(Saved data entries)
== Segment start ==

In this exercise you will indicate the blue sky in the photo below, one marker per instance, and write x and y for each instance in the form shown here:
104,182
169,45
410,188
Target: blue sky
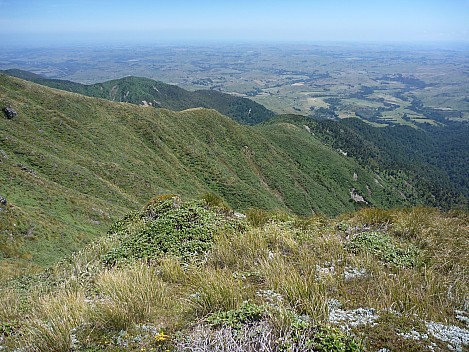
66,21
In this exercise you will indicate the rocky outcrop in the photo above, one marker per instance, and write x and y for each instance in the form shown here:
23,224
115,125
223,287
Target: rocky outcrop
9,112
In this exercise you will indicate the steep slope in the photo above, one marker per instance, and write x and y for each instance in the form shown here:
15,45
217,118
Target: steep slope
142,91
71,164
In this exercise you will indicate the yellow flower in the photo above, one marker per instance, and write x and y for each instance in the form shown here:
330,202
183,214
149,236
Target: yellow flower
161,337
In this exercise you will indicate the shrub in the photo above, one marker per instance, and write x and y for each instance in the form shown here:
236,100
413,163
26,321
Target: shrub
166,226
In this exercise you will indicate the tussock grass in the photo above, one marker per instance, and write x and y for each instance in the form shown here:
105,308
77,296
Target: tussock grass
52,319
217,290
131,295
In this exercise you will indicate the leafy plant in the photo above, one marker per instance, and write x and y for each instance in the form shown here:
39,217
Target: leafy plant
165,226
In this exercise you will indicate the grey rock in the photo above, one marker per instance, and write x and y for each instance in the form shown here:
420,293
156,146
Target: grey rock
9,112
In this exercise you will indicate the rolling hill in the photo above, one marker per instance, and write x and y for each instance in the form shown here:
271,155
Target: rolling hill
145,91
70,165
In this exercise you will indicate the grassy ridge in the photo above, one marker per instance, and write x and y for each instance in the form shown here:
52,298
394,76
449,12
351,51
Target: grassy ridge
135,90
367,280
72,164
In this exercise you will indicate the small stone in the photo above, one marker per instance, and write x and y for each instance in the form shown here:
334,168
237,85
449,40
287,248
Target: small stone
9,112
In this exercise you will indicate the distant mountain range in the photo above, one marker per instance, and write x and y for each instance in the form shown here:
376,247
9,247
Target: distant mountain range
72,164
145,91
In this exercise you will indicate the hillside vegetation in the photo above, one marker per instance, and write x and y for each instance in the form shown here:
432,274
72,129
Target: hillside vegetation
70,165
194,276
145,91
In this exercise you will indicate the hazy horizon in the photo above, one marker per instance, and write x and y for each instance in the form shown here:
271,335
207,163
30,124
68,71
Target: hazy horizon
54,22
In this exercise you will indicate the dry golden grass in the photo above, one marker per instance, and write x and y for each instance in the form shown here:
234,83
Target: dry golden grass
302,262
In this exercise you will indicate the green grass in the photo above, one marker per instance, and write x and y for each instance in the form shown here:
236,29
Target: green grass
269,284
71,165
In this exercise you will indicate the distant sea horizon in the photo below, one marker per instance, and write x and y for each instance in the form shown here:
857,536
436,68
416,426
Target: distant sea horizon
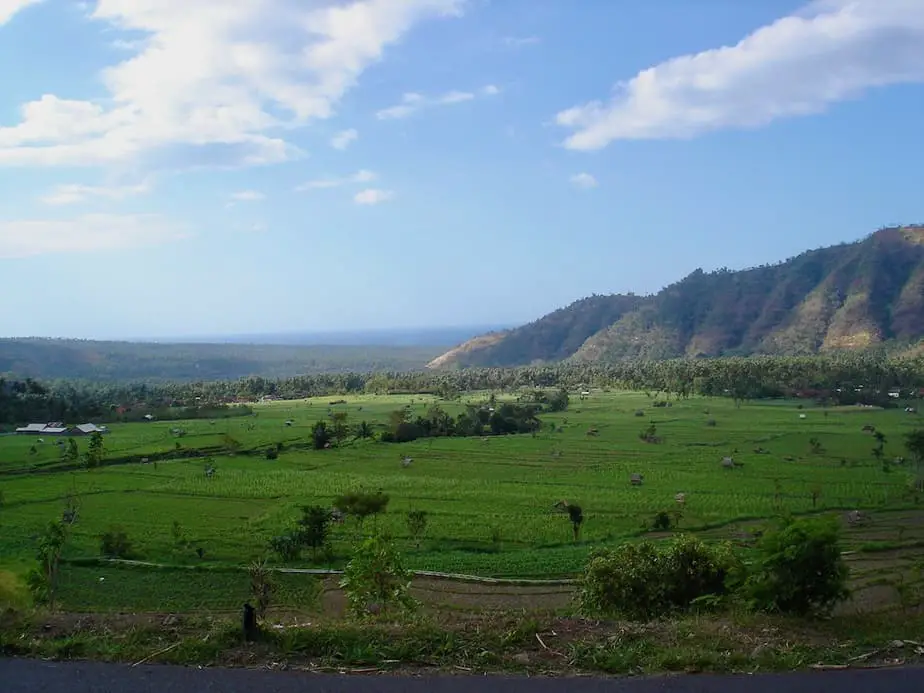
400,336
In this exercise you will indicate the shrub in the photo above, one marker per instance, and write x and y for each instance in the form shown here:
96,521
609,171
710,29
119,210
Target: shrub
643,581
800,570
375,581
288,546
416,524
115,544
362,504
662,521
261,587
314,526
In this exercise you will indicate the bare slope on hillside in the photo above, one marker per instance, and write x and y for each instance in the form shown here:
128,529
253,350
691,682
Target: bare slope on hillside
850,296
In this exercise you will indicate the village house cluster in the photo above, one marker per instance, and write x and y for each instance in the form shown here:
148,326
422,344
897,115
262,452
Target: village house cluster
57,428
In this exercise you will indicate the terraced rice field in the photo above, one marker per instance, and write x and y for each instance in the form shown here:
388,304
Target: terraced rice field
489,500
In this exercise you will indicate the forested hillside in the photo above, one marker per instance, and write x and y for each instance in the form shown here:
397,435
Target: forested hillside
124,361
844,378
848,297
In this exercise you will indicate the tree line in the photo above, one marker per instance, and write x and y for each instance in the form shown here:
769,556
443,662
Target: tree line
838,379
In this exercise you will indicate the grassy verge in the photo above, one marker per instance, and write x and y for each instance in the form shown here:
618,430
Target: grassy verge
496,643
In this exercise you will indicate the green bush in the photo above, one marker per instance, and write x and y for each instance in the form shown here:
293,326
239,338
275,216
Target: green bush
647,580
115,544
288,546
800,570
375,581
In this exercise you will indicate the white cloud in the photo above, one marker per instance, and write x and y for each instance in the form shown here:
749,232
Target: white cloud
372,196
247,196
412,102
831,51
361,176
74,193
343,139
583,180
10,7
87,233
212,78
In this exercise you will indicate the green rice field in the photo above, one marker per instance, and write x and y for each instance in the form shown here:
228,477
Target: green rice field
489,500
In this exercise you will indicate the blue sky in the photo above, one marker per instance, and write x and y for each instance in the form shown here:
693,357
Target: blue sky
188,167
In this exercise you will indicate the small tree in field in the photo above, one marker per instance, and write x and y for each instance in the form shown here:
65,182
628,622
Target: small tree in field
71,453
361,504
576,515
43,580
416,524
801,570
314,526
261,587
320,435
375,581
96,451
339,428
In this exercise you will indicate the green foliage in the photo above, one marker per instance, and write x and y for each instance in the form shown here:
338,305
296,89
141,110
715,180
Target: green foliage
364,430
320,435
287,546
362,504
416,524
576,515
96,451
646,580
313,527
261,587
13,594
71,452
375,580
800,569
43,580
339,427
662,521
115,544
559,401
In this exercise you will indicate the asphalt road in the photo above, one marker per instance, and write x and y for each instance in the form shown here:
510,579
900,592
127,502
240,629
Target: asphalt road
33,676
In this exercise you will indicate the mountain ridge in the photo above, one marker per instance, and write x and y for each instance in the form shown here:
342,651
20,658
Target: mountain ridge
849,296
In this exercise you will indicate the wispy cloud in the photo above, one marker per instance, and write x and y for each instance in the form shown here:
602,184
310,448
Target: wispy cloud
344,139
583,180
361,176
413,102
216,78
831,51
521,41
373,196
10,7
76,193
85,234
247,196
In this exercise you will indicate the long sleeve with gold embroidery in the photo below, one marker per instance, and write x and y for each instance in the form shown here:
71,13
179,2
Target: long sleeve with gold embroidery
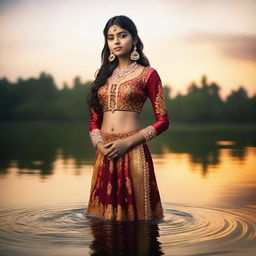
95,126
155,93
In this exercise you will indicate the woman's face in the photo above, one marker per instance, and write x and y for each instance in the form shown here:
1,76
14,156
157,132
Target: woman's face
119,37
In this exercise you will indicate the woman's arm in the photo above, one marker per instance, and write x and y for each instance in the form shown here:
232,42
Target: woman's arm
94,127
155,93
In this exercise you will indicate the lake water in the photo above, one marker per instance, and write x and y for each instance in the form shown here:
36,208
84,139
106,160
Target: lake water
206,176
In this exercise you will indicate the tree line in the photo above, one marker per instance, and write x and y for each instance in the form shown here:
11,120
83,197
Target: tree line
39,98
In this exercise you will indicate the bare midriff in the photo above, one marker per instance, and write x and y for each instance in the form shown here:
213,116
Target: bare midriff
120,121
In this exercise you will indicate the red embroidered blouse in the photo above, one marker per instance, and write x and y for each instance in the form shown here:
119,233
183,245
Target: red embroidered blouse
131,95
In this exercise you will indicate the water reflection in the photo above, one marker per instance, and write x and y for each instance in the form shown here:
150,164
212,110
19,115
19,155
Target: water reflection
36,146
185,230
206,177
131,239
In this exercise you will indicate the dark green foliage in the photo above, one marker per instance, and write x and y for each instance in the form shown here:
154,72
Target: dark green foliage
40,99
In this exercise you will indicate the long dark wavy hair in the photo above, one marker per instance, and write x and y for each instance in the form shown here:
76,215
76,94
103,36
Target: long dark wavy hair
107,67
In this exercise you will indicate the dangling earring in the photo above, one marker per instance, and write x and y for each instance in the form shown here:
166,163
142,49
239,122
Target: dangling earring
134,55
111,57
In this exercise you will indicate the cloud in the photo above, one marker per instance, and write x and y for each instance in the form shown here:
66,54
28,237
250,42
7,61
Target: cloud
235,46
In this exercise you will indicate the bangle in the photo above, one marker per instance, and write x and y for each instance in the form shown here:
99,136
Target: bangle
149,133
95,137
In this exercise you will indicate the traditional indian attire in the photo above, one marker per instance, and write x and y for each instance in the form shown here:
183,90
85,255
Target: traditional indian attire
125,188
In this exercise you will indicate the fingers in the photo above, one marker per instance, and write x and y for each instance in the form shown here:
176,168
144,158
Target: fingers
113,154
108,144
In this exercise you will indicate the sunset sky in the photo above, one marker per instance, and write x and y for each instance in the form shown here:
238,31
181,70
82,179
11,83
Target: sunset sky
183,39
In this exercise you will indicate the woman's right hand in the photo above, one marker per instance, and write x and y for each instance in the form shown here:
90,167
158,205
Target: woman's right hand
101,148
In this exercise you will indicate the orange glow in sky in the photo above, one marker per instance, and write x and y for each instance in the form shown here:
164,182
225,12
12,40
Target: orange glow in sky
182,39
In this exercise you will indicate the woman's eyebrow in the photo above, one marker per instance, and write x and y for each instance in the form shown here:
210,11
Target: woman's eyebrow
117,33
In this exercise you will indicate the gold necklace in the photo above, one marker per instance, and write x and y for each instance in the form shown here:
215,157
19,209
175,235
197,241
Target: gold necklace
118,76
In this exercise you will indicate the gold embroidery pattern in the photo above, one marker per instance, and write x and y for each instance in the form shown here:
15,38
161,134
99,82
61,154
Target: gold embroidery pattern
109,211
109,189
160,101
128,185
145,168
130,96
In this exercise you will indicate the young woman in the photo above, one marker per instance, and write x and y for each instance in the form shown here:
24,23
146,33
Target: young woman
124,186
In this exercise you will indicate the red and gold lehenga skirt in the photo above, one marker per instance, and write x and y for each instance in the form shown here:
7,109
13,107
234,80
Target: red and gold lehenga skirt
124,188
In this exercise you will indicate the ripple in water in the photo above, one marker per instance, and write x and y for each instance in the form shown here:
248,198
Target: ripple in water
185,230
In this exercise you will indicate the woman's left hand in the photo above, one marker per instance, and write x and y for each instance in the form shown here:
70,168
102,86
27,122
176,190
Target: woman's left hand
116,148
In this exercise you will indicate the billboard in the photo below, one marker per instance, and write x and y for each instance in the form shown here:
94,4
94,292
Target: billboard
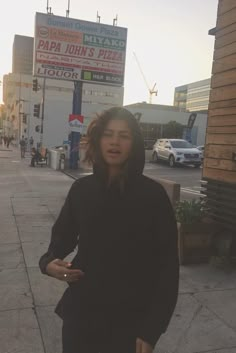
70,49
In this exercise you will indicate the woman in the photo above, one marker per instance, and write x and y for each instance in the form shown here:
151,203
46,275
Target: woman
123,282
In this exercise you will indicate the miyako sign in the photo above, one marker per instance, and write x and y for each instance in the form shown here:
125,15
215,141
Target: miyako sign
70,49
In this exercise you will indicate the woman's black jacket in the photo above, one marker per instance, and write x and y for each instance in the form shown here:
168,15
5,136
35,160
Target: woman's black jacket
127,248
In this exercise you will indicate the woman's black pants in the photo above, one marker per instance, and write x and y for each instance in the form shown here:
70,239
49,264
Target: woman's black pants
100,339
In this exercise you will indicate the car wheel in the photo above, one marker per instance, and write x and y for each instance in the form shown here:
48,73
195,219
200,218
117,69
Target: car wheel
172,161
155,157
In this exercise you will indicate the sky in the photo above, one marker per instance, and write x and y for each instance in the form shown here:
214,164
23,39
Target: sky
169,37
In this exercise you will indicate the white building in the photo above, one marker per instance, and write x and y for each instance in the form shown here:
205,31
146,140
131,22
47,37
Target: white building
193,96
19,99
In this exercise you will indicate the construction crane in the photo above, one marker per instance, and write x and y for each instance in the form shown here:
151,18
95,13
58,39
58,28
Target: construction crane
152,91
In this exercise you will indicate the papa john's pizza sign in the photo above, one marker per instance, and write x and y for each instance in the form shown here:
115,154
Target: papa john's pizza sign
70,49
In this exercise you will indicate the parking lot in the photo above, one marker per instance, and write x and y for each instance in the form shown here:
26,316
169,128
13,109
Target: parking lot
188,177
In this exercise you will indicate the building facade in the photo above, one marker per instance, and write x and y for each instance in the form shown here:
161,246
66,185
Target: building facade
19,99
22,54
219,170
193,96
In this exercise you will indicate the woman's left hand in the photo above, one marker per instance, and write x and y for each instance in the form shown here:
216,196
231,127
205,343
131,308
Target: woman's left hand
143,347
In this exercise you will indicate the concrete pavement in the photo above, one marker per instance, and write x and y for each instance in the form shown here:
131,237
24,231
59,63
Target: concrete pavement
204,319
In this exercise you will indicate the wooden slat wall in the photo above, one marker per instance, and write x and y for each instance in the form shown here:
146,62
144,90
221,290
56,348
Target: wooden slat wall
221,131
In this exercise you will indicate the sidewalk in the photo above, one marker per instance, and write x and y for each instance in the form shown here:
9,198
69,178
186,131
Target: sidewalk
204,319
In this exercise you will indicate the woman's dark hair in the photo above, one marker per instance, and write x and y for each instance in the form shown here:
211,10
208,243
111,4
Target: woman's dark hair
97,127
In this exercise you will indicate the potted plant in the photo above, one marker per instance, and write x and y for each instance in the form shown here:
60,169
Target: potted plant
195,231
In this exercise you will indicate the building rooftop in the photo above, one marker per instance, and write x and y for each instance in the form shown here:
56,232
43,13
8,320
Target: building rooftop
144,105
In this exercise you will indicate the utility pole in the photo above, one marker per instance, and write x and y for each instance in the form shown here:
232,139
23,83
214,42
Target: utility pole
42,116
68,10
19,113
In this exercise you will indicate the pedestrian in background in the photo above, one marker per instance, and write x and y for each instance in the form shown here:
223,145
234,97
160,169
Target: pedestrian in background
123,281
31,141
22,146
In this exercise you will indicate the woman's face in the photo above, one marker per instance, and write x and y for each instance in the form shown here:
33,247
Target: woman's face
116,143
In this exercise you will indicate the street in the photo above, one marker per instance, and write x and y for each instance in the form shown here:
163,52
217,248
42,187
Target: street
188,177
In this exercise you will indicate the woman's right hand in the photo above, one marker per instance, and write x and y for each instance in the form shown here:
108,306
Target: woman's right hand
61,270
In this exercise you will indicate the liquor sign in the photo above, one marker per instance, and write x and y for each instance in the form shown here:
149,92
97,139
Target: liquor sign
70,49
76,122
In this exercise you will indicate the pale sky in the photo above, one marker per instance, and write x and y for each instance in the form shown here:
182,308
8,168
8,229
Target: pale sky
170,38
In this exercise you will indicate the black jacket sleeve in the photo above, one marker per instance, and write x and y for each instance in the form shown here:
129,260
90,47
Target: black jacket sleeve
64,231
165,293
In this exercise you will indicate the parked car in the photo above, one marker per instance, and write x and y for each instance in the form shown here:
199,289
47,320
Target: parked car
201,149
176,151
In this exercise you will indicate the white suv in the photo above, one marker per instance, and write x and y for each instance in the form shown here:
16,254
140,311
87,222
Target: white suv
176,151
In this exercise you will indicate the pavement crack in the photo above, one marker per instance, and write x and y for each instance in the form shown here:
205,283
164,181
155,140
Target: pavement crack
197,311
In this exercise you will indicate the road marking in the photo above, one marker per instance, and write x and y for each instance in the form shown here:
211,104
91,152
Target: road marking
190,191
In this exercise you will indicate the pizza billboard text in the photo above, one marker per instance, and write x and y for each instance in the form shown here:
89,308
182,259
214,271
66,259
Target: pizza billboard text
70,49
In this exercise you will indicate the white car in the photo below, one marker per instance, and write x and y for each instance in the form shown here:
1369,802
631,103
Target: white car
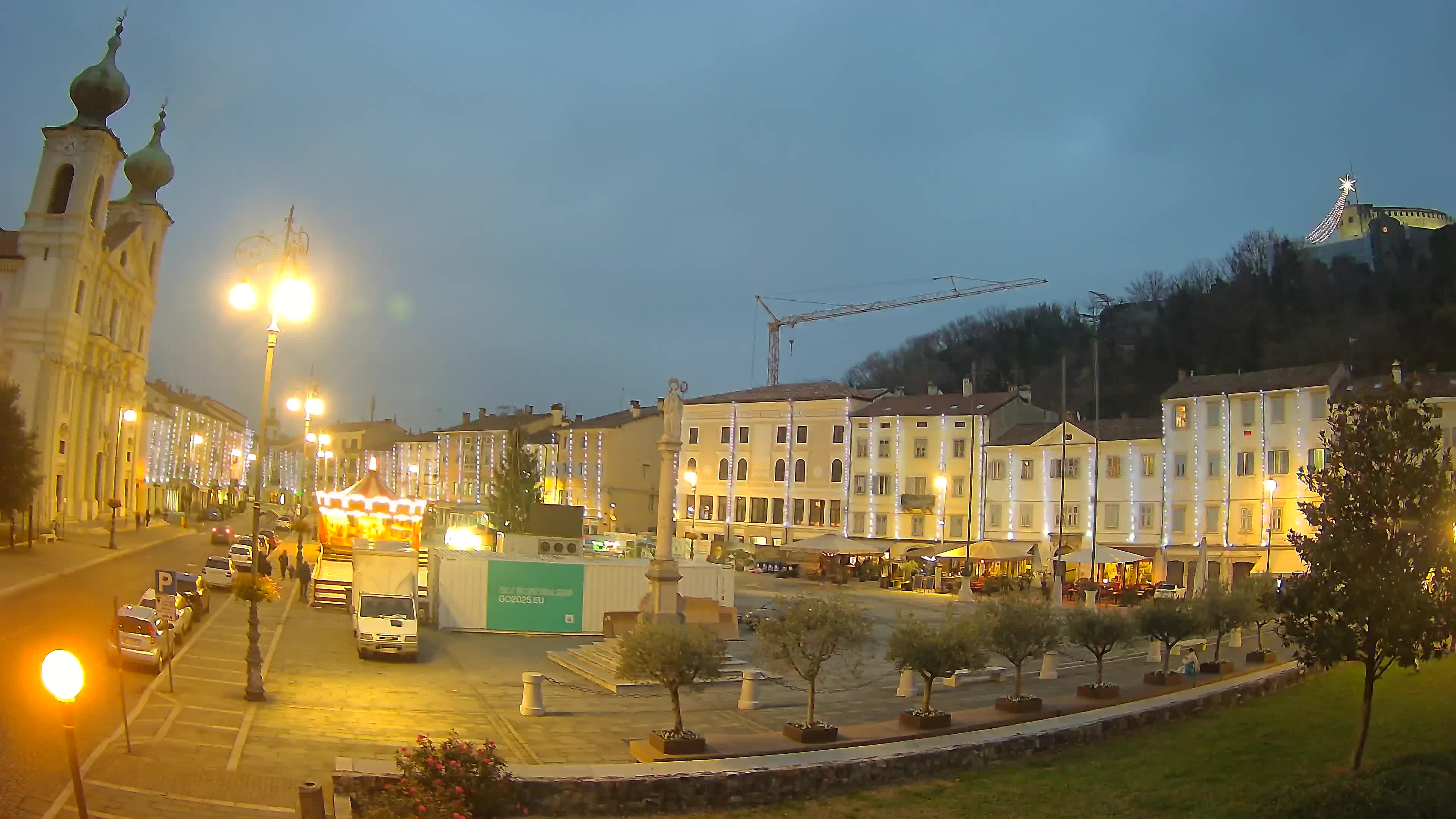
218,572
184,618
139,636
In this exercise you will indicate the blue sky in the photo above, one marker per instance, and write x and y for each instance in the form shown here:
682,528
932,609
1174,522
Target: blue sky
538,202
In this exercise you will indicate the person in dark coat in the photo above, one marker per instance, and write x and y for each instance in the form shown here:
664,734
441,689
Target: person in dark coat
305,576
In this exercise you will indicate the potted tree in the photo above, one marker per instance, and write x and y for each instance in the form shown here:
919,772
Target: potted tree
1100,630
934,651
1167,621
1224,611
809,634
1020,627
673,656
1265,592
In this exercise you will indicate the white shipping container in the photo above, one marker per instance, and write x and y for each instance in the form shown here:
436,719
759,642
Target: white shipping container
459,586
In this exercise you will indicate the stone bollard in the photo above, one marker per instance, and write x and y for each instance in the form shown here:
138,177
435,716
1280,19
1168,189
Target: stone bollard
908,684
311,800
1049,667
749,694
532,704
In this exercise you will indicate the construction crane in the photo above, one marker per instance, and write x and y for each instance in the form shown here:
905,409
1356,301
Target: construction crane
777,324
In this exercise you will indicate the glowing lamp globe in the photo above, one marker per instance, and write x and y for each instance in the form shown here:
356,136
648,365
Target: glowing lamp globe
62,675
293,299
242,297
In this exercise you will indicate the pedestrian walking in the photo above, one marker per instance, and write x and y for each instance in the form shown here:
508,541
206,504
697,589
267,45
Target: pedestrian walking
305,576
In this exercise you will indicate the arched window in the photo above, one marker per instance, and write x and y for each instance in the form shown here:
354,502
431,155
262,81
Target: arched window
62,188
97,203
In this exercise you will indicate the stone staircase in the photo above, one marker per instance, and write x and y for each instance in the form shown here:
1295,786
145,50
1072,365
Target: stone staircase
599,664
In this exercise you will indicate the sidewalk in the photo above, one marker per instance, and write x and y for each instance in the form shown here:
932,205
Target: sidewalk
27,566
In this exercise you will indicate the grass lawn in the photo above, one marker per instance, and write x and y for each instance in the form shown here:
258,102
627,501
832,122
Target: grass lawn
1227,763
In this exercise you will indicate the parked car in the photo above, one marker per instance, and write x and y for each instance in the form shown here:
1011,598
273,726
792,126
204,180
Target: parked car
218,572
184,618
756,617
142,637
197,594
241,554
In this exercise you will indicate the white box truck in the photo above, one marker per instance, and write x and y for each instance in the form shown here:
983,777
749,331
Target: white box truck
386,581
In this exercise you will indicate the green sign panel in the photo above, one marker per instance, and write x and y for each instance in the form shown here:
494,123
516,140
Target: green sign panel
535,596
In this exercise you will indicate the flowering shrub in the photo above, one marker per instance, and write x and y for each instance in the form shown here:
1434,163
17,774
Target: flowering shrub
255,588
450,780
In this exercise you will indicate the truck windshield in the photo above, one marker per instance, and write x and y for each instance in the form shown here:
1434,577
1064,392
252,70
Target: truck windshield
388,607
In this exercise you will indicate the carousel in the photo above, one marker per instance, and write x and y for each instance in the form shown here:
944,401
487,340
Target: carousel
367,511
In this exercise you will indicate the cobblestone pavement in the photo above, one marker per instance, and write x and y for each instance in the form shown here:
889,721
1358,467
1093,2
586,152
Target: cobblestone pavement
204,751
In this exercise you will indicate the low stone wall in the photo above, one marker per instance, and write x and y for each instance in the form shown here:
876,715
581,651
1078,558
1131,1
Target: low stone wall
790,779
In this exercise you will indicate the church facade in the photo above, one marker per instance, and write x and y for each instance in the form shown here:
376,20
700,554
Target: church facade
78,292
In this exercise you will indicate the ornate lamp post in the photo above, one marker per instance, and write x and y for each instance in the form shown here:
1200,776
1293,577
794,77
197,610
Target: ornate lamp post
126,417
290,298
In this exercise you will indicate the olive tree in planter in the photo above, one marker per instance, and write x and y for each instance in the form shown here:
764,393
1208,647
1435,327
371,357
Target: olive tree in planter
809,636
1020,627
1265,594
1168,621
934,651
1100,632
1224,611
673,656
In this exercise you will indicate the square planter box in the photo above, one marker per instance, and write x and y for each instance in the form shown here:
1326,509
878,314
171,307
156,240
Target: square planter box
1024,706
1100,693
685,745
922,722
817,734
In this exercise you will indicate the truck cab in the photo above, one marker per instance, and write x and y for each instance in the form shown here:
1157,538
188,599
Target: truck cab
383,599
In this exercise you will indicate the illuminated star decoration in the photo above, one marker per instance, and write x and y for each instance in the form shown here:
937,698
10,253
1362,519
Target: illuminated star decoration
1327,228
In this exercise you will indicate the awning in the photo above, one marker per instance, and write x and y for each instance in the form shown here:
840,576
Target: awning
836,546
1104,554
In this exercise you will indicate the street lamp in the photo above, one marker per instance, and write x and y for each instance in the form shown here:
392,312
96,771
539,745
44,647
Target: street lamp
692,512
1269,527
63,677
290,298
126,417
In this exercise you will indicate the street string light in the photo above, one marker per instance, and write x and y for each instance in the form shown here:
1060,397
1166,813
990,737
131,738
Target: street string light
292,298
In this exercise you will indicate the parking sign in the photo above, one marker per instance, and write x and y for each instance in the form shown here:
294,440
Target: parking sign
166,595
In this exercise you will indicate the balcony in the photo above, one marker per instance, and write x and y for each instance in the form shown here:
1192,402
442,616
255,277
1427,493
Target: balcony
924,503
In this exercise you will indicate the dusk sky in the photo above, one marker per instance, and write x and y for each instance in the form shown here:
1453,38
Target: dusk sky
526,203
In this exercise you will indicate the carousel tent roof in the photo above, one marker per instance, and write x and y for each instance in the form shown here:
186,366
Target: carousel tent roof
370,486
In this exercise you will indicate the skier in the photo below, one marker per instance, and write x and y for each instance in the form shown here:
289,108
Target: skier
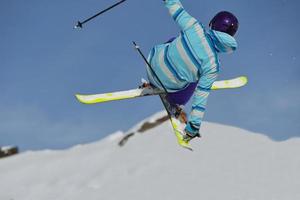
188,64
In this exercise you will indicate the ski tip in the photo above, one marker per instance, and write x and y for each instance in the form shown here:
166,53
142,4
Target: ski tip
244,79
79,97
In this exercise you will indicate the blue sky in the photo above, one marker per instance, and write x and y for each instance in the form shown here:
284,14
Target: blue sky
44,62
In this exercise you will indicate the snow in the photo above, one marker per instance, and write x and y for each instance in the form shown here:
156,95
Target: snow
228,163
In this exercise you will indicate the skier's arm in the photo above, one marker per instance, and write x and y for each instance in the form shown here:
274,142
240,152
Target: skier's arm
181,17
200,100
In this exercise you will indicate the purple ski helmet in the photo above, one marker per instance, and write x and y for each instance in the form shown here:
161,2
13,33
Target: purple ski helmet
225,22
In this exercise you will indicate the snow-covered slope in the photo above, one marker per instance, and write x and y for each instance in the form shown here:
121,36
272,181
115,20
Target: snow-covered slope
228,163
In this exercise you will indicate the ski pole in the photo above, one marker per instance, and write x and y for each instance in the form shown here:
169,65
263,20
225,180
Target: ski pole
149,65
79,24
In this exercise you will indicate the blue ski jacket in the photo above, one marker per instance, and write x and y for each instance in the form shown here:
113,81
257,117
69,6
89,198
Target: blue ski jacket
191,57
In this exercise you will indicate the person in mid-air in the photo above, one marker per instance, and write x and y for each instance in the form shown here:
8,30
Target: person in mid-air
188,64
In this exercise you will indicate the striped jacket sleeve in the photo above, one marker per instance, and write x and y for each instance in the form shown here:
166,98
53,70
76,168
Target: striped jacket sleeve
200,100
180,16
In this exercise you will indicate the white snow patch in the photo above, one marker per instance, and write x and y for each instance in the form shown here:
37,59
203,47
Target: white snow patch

== Segment end ==

* Exercise requirements: Pull every line with the word "patch" from the data.

* Solution:
In this exercise you will indicate the white snow patch in the photo above, one marker per instance, and write x and y for each instance in the form shown here:
Target: white snow patch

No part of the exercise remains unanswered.